» **What you are asked to do**: This exercise needs all of the entries set down again, exactly as they read.
[Opening Data provided section]
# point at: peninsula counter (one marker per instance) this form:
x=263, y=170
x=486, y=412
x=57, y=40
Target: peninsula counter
[Closing Data provided section]
» **Exercise output**:
# point at: peninsula counter (one marker per instance) this form:
x=263, y=170
x=486, y=412
x=57, y=40
Target: peninsula counter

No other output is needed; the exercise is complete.